====== Document passage ======

NEW YORK – New York’s Monroe College, a national leader in urban and international education, announced today (April 13) that a team of students and faculty from the institution’s School of Allied Health Professions will be traveling to Moneague, Jamaica during spring break to provide medical assistance and health education to local residents.
Nine students and two faculty members will be traveling to a small rural community in the northern region of Jamaica that is home to some of the country’s most vulnerable residents, including the elderly and those with significant physical and mental disabilities. The community, named Jacob’s Ladder, is the only one within the island nation that specifically caters to the needs of adults with such heightened medical and social challenges.
The Monroe students will live and work within the village from April 18-25, providing practical information on hygiene and healthy living, as well as educating older children and teens about HIV, how it is spread and the precautions those infected must take to mitigate the risk to others. They will also conduct essential wellness screenings at the local clinic, such as checking blood pressure, glucose and cholesterol levels, and conducting eye exams. Additionally, they will participate in other critical community activities, such as painting, building repairs, planting crops and helping care for the local livestock.

======

[Problem requirements]:
Reproduce the full Monroe College announcement about the student trip to Jamaica, word for word.

====== Listed entries ======

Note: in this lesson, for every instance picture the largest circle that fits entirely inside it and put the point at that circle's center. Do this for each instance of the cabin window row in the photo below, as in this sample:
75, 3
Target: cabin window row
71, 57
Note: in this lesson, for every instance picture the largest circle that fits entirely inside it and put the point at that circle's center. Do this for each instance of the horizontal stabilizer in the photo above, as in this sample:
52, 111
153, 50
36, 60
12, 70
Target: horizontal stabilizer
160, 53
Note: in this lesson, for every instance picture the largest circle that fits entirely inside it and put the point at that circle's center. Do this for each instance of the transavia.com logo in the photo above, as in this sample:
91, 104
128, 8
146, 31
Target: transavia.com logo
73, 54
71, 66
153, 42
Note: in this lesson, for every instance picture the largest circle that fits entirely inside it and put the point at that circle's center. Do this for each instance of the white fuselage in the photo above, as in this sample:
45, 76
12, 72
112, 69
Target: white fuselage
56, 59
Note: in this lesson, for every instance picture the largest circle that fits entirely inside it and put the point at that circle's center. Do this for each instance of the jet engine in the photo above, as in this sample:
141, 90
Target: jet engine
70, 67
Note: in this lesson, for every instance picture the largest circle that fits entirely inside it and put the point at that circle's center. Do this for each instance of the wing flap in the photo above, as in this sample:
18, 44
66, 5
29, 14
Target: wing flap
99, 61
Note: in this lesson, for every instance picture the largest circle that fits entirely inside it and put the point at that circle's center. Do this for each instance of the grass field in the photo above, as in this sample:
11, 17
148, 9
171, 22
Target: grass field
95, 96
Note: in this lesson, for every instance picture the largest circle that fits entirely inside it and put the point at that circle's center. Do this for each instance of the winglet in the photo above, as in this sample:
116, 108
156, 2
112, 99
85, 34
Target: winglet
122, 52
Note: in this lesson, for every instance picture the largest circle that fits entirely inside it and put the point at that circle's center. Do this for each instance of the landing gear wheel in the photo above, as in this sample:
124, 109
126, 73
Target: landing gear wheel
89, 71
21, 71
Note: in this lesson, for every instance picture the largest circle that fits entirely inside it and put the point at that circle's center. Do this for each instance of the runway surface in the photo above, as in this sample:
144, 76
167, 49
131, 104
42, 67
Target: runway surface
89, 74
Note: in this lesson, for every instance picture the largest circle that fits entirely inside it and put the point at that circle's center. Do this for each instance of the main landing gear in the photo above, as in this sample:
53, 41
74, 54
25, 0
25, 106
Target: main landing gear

======

[Solution]:
NEW YORK – New York’s Monroe College, a national leader in urban and international education, announced today (April 13) that a team of students and faculty from the institution’s School of Allied Health Professions will be traveling to Moneague, Jamaica during spring break to provide medical assistance and health education to local residents.
Nine students and two faculty members will be traveling to a small rural community in the northern region of Jamaica that is home to some of the country’s most vulnerable residents, including the elderly and those with significant physical and mental disabilities. The community, named Jacob’s Ladder, is the only one within the island nation that specifically caters to the needs of adults with such heightened medical and social challenges.
The Monroe students will live and work within the village from April 18-25, providing practical information on hygiene and healthy living, as well as educating older children and teens about HIV, how it is spread and the precautions those infected must take to mitigate the risk to others. They will also conduct essential wellness screenings at the local clinic, such as checking blood pressure, glucose and cholesterol levels, and conducting eye exams. Additionally, they will participate in other critical community activities, such as painting, building repairs, planting crops and helping care for the local livestock.